Input for this task.
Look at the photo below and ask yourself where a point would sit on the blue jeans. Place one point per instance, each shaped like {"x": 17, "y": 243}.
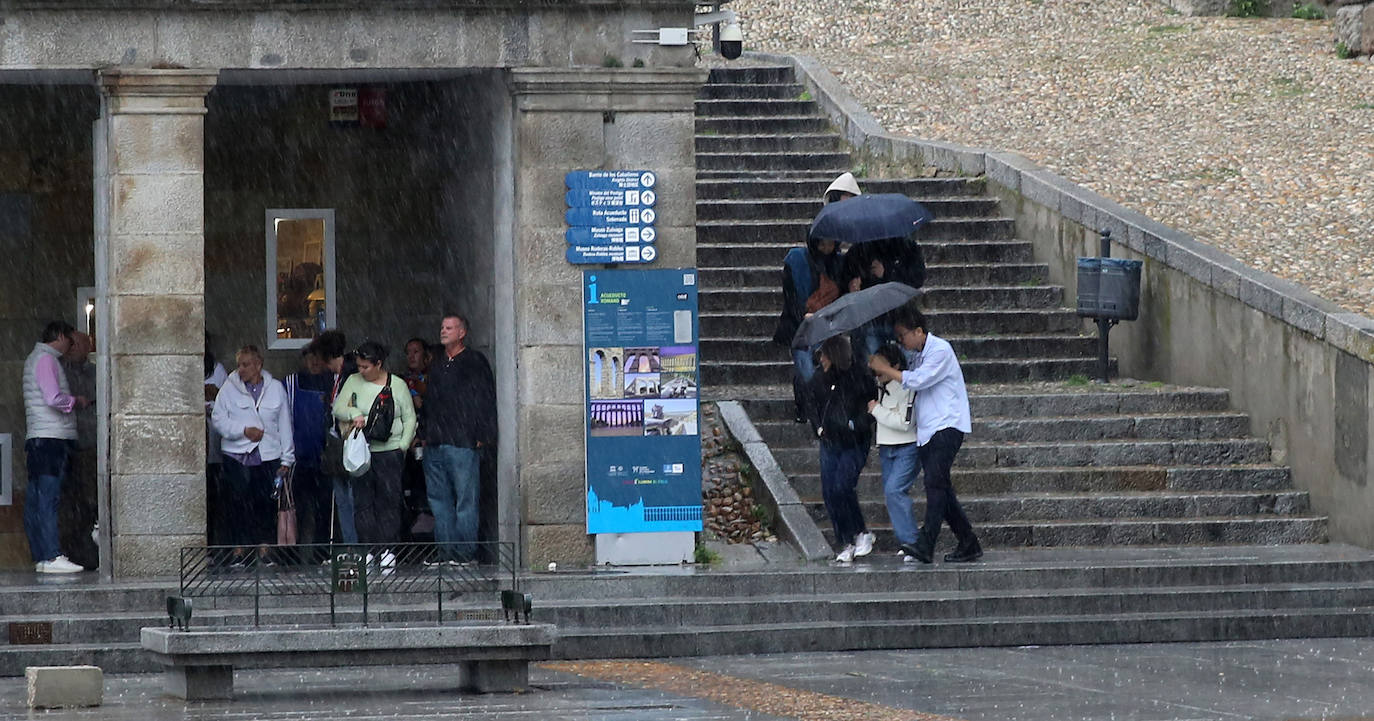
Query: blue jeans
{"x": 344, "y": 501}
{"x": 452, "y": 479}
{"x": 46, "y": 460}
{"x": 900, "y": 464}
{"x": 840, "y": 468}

Written request. Format the rows above as a JSON list of strings, with one string for each line and blank lines omitted. Leave out the pictures.

Reply to the exercise.
[
  "Look at the photo below and ask yourself where a point would sit on the blue jeans. Place one point per instance, each shaped like {\"x\": 17, \"y\": 243}.",
  "Query: blue jeans",
  "{\"x\": 344, \"y\": 501}",
  "{\"x\": 452, \"y\": 479}",
  "{\"x\": 46, \"y\": 460}",
  "{\"x\": 900, \"y\": 464}",
  "{\"x\": 840, \"y\": 468}"
]